→ Exercise requirements: Retype the listing that follows, exactly as written.
* START Data for processing *
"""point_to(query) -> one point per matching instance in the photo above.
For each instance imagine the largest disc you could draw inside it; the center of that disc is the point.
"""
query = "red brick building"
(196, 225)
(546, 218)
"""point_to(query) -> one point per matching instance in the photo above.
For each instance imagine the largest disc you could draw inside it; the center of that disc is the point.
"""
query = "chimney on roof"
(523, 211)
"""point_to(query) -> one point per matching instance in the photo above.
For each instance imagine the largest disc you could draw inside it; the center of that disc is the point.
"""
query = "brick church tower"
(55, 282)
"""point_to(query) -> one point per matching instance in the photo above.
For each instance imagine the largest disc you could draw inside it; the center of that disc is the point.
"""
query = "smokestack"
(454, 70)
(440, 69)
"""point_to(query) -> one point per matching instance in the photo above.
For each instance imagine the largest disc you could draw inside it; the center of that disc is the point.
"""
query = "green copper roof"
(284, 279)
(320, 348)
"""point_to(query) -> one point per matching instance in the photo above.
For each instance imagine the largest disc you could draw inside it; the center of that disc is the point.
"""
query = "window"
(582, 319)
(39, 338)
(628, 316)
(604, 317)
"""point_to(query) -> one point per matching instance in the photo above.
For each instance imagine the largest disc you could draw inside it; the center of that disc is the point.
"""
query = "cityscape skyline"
* END Data for processing *
→ Completed task:
"""point_to(query) -> one point per matching instance in the photo above.
For each instance imagine the largest disc you could draw inside it; the center of that disc is the point.
"""
query = "red brick building"
(196, 225)
(546, 218)
"""point_to(query) -> one point per matching instance in the photo above.
For each instance imagine the largest disc you could draw inside it; the center of that disc is the point.
"""
query = "chimney on roof"
(523, 211)
"""point_to(query) -> one point per matching instance in the photo above.
For each instance imagine the largest disc you could draw inside it; the center of that disc is the point.
"""
query = "brick church tower"
(55, 282)
"""point_to(query) -> one point per matching instance in the photo above.
For each instance imagine the largest disc you could draw inside it; the center of that disc is the point.
"""
query = "smokestack"
(454, 70)
(440, 69)
"""point_to(query) -> one point per matching instance in the photo above.
For each instance imagine the largest disc you could draw inside it; the center of that disc is the point.
"""
query = "green copper roof"
(284, 279)
(320, 348)
"""point_to(query) -> one point per matching instance in the photo above.
For each instance imagine the largest disc you could draw inside it; the center of that disc is the point.
"""
query = "window"
(582, 319)
(39, 338)
(628, 316)
(604, 317)
"""point_to(query) -> one point per matching instance in the photo above.
For each instance imagine the largest disc you could draw inside it; the center of that disc is the point.
"""
query = "cityscape skyline"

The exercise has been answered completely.